● **Problem**
Lay out the records from the line containing "Write the high-resolution, pixel-accurate" through the line containing "box: [135, 63, 154, 74]", inclusive, as a numbered list, leaving out blank lines.

● **Provided data**
****

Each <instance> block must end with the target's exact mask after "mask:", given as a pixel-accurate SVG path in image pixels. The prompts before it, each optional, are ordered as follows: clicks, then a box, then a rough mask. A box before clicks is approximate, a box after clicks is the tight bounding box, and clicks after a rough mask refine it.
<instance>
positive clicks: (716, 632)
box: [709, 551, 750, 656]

****

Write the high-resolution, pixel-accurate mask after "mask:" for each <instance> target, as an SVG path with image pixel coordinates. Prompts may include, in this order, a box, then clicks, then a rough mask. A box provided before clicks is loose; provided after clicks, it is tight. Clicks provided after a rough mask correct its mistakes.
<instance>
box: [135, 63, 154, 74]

****

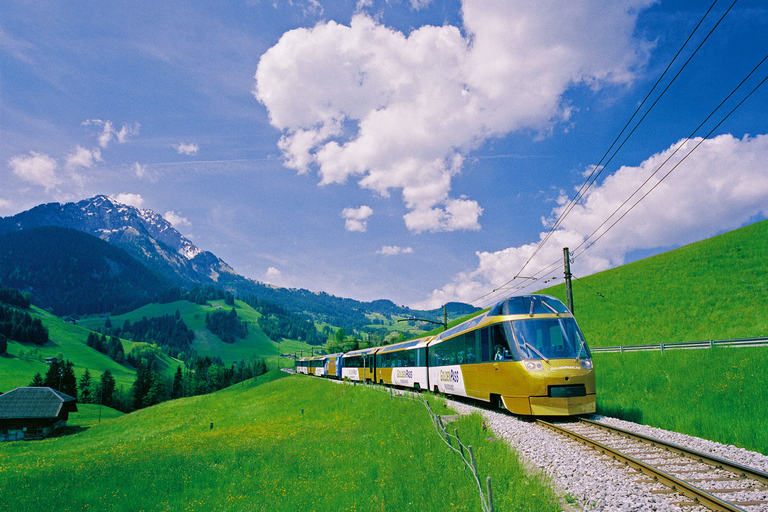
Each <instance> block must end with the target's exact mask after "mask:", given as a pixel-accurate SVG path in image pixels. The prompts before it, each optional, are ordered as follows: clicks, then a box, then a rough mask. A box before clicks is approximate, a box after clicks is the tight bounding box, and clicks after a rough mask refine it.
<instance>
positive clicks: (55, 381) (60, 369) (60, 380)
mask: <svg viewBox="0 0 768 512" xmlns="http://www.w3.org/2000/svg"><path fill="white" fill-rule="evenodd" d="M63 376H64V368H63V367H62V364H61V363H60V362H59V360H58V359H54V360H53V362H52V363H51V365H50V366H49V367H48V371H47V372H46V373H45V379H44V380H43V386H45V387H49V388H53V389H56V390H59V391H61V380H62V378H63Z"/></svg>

****

● **Response**
1. Write the high-resolution, pixel-accurate mask after "mask:" for each <instance> target, as an SVG path with image pixel coordinates. Prompts may include, in this order, a box, then clicks, then a rough mask. A box provided before clicks is loose; provided after clicks, it is tight. Clicks provided after a rough mask correct its mistakes.
2. <instance>
3. box: [135, 63, 154, 74]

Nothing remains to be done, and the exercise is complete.